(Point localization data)
========================================

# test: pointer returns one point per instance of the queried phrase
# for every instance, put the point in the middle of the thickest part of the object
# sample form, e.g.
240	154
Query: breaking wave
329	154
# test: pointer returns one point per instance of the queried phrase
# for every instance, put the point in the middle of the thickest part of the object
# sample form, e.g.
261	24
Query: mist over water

========================================

Word for word, transcribe each of the entries above.

# test: pointer returns one point per instance of the queried phrase
# for every instance, put the point in the middle of the thickest part of the object
# sample form, e.g.
240	154
Query: breaking wave
329	154
# test: pointer returns one point per instance of the queried phrase
# for every instance, put the point in the middle of the thickest part of the object
# sample form, e.g.
261	24
Query: mist over water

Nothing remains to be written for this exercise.